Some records
+-------+

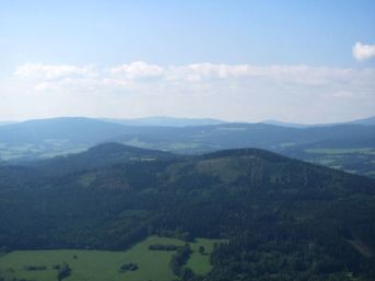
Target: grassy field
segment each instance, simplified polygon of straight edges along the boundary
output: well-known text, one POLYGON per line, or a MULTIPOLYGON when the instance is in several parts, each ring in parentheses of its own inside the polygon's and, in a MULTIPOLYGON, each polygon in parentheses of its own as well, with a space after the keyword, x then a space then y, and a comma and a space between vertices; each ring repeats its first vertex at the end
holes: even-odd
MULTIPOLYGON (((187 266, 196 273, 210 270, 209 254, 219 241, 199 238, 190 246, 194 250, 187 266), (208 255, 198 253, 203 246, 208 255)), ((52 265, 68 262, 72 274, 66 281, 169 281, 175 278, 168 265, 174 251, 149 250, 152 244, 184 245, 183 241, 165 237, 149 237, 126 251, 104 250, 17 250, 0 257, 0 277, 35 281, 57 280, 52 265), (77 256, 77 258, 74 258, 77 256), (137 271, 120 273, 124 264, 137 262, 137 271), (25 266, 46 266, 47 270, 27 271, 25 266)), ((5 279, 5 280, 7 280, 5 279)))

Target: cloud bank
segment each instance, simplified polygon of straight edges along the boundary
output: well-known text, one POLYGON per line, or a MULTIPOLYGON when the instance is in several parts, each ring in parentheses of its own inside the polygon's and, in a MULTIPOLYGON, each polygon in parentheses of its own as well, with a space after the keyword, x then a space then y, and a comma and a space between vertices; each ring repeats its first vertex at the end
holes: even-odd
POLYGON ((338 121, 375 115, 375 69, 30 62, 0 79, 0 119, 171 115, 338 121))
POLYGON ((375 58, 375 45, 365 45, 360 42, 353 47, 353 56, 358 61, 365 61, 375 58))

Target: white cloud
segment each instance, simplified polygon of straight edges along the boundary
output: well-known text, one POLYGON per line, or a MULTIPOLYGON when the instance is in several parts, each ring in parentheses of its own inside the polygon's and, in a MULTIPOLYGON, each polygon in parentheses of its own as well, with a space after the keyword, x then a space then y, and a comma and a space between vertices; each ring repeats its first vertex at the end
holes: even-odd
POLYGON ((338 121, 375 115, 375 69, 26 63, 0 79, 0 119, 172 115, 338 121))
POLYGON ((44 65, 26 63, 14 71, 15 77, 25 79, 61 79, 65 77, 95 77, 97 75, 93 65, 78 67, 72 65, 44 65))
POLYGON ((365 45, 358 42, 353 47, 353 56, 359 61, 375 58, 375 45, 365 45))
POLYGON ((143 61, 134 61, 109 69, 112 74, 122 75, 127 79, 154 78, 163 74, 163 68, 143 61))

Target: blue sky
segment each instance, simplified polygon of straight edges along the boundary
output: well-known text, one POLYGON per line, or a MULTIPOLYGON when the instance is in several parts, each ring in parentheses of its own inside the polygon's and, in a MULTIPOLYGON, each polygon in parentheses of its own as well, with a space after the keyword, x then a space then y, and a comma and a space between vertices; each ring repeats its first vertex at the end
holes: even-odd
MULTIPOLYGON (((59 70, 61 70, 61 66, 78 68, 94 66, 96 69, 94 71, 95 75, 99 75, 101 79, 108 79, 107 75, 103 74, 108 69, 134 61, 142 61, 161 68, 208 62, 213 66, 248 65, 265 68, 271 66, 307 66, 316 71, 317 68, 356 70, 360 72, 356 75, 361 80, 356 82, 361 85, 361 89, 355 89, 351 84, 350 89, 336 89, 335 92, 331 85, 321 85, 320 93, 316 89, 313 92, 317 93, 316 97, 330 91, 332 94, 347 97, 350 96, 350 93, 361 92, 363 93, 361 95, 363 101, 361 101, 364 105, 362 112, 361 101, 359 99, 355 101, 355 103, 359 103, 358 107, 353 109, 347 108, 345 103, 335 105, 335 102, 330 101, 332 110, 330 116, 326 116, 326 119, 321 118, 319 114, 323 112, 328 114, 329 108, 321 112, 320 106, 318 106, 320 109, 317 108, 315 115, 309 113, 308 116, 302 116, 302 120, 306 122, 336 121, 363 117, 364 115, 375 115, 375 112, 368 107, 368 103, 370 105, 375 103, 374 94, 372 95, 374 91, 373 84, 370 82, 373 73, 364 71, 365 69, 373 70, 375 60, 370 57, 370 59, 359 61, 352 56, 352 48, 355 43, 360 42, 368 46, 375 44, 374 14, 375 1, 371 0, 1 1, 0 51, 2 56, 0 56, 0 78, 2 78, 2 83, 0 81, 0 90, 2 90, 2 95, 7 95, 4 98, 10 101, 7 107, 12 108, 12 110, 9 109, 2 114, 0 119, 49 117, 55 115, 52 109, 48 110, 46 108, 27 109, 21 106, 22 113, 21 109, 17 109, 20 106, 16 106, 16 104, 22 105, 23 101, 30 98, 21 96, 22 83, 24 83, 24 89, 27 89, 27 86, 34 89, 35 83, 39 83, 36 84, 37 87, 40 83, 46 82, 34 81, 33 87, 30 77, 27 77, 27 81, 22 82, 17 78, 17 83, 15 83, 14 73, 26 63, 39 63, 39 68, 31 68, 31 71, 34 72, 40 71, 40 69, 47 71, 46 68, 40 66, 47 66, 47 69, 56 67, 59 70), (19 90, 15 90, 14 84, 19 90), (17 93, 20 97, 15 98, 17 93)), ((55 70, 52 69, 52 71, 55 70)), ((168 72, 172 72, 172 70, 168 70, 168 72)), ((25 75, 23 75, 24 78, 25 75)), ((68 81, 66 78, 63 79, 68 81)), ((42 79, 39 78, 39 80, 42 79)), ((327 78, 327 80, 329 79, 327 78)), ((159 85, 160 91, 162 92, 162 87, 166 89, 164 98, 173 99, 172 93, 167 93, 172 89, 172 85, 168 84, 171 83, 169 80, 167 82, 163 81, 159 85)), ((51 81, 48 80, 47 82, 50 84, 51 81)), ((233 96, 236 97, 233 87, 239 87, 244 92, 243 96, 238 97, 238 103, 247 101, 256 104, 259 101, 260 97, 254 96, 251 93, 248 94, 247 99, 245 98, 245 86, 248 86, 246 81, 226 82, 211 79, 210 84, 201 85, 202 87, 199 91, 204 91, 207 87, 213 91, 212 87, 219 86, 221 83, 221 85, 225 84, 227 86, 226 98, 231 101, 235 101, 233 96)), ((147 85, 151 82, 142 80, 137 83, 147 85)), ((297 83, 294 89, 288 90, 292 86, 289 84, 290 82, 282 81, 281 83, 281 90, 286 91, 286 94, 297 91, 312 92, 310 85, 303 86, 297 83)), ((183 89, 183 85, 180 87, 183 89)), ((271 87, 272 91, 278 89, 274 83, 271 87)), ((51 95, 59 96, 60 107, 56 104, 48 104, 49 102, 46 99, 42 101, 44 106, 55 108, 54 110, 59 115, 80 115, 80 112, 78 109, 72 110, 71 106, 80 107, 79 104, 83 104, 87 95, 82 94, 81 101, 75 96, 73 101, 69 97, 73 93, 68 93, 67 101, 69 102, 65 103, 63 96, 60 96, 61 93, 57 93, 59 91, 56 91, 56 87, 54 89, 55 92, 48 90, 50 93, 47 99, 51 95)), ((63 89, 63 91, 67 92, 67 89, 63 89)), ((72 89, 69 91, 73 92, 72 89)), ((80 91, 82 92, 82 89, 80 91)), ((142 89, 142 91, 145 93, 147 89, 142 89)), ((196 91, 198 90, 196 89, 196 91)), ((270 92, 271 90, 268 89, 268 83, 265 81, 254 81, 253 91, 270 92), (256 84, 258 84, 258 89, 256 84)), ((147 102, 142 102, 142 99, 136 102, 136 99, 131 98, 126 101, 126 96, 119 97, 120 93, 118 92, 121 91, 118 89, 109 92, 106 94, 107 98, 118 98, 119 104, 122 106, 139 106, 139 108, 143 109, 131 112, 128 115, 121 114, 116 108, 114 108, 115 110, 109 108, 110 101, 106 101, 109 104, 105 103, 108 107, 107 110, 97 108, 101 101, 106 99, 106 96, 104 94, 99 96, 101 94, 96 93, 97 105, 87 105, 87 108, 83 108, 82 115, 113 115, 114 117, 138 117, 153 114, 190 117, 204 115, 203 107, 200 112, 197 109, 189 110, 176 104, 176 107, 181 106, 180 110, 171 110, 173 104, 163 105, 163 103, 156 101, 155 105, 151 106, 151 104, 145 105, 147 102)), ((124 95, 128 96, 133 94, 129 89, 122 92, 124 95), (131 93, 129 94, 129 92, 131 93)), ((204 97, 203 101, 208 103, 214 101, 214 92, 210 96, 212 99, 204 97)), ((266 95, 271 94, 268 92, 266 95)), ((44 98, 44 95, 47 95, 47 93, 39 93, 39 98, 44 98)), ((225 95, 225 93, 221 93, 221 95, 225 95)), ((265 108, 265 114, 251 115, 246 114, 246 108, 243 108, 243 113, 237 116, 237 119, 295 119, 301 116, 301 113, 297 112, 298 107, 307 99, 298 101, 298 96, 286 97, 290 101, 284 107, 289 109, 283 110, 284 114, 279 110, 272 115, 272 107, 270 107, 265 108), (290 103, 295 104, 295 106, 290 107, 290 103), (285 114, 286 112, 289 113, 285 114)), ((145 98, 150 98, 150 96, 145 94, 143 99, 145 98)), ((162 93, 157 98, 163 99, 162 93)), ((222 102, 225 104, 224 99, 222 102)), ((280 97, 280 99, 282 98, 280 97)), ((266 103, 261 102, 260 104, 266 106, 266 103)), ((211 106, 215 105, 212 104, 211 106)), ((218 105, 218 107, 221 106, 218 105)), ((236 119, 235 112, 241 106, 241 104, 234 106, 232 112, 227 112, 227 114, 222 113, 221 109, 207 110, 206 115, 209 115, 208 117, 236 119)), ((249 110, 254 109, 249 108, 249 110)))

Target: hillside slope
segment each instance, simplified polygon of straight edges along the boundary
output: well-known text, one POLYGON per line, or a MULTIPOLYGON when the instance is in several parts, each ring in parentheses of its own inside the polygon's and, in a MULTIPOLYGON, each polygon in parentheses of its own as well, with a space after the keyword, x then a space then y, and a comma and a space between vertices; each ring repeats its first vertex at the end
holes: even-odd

+-------+

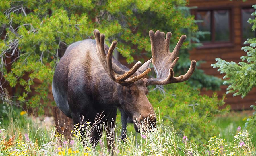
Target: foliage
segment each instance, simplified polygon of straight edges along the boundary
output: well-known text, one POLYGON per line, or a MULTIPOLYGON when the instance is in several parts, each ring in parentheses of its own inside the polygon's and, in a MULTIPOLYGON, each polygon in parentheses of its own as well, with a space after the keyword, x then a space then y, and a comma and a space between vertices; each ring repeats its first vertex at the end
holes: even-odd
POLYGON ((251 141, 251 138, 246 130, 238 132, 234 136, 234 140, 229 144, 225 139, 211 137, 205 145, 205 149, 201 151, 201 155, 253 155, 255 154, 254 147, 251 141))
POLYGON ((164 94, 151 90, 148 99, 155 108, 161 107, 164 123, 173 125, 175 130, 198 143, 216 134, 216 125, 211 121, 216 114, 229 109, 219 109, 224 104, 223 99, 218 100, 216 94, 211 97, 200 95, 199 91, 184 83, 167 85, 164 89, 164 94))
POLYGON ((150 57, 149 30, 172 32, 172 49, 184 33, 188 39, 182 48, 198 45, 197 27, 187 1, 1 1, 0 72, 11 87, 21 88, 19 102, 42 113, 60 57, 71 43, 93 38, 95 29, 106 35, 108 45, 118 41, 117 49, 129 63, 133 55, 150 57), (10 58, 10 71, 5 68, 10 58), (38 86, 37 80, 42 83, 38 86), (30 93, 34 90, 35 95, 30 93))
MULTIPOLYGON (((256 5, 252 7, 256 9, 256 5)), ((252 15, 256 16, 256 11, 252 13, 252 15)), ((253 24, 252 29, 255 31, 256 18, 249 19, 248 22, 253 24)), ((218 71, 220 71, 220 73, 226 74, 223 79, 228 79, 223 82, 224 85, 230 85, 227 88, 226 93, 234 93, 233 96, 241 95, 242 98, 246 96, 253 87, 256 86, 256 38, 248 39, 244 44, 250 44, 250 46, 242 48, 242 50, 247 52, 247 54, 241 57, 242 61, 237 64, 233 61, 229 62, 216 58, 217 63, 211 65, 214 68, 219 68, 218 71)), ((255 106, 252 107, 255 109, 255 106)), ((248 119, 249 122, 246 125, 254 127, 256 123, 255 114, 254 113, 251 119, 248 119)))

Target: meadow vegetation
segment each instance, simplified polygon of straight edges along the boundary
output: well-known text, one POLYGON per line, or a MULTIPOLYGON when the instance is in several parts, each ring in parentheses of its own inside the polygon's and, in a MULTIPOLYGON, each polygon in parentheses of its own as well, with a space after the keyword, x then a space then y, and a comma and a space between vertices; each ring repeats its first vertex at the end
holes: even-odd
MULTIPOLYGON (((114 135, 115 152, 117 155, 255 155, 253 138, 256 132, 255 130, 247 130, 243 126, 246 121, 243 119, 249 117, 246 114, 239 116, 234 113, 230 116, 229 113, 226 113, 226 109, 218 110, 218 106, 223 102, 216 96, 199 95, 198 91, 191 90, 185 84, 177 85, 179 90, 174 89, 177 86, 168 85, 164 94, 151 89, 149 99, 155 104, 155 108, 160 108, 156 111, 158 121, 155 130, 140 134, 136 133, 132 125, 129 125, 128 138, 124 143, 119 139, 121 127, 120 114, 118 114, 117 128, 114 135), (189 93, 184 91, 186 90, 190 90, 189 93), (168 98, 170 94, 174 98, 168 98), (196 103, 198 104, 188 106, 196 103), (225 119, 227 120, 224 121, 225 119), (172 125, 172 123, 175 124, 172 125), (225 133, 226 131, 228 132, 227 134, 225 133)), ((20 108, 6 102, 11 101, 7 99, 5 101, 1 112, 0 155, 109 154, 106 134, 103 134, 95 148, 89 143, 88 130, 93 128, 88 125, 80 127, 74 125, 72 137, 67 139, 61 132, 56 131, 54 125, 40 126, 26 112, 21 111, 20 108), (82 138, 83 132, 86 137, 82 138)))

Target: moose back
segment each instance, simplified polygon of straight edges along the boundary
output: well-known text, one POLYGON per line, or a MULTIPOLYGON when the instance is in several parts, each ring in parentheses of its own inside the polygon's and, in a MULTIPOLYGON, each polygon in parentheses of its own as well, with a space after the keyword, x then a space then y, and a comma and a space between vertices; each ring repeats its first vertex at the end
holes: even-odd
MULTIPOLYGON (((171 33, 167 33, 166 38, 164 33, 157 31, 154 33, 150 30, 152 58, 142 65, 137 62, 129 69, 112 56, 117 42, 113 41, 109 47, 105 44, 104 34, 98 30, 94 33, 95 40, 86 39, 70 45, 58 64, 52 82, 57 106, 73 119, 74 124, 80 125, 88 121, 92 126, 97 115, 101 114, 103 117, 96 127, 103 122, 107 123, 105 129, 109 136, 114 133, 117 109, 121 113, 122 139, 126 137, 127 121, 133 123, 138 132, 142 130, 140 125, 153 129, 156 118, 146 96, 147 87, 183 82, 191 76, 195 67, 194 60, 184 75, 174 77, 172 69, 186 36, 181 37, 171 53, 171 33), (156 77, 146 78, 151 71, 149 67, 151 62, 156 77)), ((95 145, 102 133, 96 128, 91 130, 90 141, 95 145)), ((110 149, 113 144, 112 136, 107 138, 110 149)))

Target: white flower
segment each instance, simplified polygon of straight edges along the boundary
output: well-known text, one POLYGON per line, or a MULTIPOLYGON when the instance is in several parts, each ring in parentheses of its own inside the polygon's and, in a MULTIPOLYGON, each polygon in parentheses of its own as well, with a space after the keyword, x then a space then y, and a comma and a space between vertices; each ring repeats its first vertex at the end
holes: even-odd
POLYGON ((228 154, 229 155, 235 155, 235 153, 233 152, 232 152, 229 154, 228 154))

+-------+

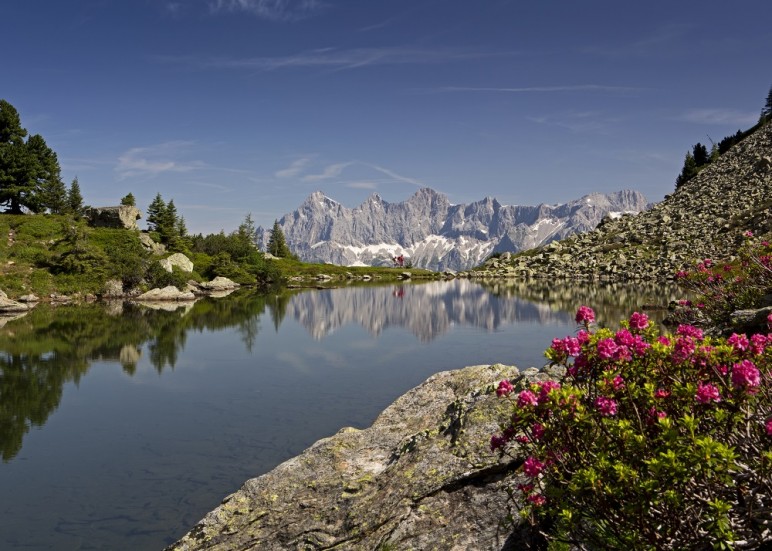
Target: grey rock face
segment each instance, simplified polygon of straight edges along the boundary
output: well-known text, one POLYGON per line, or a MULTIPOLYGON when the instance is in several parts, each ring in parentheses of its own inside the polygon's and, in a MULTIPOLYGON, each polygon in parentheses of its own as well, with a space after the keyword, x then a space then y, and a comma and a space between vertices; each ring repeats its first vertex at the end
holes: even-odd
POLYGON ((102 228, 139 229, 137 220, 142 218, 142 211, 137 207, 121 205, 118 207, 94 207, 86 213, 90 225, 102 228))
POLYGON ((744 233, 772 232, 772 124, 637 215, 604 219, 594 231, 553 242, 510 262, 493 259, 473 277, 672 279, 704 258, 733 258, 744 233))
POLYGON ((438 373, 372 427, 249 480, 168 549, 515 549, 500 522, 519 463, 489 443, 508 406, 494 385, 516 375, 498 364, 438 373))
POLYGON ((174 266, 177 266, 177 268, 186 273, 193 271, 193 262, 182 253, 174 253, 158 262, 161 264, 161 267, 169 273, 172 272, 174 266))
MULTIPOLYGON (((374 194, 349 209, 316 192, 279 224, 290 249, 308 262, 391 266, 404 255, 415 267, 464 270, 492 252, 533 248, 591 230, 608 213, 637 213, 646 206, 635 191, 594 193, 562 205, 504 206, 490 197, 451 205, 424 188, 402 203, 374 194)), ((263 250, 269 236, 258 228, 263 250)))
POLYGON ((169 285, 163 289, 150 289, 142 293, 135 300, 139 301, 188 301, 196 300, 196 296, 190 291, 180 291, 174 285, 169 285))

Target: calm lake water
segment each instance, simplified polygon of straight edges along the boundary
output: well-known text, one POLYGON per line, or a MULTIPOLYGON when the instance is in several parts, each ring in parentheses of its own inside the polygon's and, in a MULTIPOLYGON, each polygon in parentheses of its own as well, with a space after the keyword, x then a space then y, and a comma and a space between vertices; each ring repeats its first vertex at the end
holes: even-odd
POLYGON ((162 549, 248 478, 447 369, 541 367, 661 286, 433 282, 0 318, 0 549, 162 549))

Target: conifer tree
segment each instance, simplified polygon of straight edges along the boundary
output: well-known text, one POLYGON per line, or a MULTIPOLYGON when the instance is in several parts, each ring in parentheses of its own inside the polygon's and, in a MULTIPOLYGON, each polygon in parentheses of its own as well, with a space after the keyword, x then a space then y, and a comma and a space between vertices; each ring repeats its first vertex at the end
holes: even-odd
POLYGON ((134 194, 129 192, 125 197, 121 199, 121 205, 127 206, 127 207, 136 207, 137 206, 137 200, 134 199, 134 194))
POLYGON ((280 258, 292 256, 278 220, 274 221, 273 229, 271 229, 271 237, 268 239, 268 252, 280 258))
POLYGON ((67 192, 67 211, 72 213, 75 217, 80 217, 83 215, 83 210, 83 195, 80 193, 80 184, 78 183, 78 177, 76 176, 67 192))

+-------+

- [Task description] Rewrite the entries from the line containing "Target: grassy field" through the line containing "MULTIPOLYGON (((187 266, 196", changing "straight edges" to "straight sides" and keeping everything else the same.

- [Final answer]
Target: grassy field
segment each instance, simplified polygon of straight sides along the boundary
output: well-known text, one POLYGON per line, or a MULTIPOLYGON when the instance is in several parts, each ring in parentheses of its own inside the polygon's and, in a MULTIPOLYGON, each polygon in parentheses of its own as well, with a space after the keyword, x then a space then y, and a comma and a space between vertices; each ring repeats its first vertex at the end
holes: even-odd
MULTIPOLYGON (((187 266, 196 273, 210 270, 209 254, 219 241, 199 238, 190 246, 194 250, 187 266), (208 255, 198 253, 203 246, 208 255)), ((52 265, 68 262, 72 274, 66 281, 169 281, 175 278, 168 265, 174 251, 149 250, 152 244, 184 245, 183 241, 165 237, 149 237, 126 251, 104 250, 17 250, 0 257, 0 277, 35 281, 57 280, 52 265), (77 256, 77 258, 74 258, 77 256), (137 271, 120 273, 124 264, 137 262, 137 271), (25 266, 46 266, 47 270, 27 271, 25 266)), ((5 279, 5 280, 7 280, 5 279)))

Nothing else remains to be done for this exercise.